Direction | Reproduce exactly the lines from the one containing "Can you find the boulder" through the last line of the data, both ends included.

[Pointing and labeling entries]
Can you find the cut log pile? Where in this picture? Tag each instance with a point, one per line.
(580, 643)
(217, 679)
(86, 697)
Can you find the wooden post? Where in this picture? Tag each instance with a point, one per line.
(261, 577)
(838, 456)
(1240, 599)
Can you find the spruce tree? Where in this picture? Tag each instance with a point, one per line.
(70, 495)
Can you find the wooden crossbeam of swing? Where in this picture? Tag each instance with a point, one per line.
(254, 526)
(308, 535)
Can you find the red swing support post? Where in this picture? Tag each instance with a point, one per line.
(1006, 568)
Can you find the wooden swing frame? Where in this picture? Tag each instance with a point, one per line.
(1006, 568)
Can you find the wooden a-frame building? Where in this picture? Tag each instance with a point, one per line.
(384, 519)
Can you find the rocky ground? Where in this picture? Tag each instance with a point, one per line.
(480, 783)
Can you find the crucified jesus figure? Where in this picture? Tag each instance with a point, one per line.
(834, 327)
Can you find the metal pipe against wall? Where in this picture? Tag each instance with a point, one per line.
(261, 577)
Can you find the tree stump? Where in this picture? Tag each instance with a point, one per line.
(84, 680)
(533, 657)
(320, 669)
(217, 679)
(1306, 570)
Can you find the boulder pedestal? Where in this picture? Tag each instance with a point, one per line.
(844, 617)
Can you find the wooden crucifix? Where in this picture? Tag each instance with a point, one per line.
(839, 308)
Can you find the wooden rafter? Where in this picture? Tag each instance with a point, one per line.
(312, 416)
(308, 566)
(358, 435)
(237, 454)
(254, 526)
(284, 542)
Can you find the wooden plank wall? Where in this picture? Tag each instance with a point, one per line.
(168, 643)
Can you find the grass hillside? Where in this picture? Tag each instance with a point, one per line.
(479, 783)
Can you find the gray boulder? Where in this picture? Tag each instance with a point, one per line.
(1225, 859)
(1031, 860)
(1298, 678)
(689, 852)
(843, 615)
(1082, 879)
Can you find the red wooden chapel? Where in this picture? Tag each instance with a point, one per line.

Answer to this task |
Can you find the boulder pedestal? Where in this picture? Tag each instance with a point, one per line.
(844, 617)
Can you find the wooden crucifix? Where in this picture? Tag each instance with a point, one per line.
(839, 308)
Can you find the wooden rafter? Where in this picture? Tag each instance with a point, one per line.
(312, 416)
(308, 566)
(358, 435)
(237, 454)
(254, 526)
(284, 542)
Can you find the wooden plank wall? Where in this picture? Tag each instance with a point, one per line.
(168, 643)
Can you find the grass hillside? Where in this picture? Tag each instance with a point, one per line.
(479, 783)
Can you find the gray boulder? Where in this picture? Tag each instance with a point, one per line.
(1225, 859)
(1031, 860)
(1298, 678)
(689, 852)
(843, 615)
(1082, 879)
Can you find the red wooden chapel? Where in this picture? Tag each instance with a point, one per line.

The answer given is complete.